- [Task to carry out]:
For the entries that follow, restate word for word the line containing "Set-play tagging: locate each instance of the shrub", the line containing "Set-play tagging: locate each instance of the purple", and every line that lies between them.

- [Supplied records]:
※ ※ ※

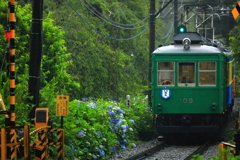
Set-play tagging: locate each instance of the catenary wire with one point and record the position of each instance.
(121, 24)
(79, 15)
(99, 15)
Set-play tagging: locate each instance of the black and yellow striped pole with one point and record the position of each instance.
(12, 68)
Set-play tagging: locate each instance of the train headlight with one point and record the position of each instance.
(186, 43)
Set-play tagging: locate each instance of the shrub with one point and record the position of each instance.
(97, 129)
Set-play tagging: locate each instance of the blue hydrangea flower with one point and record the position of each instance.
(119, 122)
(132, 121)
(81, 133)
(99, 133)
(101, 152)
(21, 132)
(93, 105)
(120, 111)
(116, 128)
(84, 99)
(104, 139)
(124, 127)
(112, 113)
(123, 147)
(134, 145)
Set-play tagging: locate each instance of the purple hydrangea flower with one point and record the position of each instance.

※ ※ ※

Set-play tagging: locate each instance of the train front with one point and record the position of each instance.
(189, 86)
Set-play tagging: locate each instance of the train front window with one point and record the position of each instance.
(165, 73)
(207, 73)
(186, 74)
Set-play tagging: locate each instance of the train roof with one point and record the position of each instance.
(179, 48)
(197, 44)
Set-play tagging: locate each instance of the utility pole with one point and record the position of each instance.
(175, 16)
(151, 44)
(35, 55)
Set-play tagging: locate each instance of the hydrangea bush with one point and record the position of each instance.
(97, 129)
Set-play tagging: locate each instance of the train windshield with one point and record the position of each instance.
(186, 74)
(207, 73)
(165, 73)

※ ※ ※

- [Answer to the problem]:
Set-play tagging: locate each instance of the shrub with one point and record the position of each instance.
(97, 129)
Set-play tagging: locate each instance of the blue hydrangea flower with one point and record the position of each instance.
(119, 122)
(132, 121)
(81, 133)
(99, 133)
(101, 152)
(21, 132)
(93, 105)
(120, 111)
(116, 128)
(84, 99)
(104, 139)
(124, 127)
(112, 113)
(123, 147)
(134, 145)
Set-play tagging: locate each instance of the purple hydrangea flower with one point and record the position of each instance.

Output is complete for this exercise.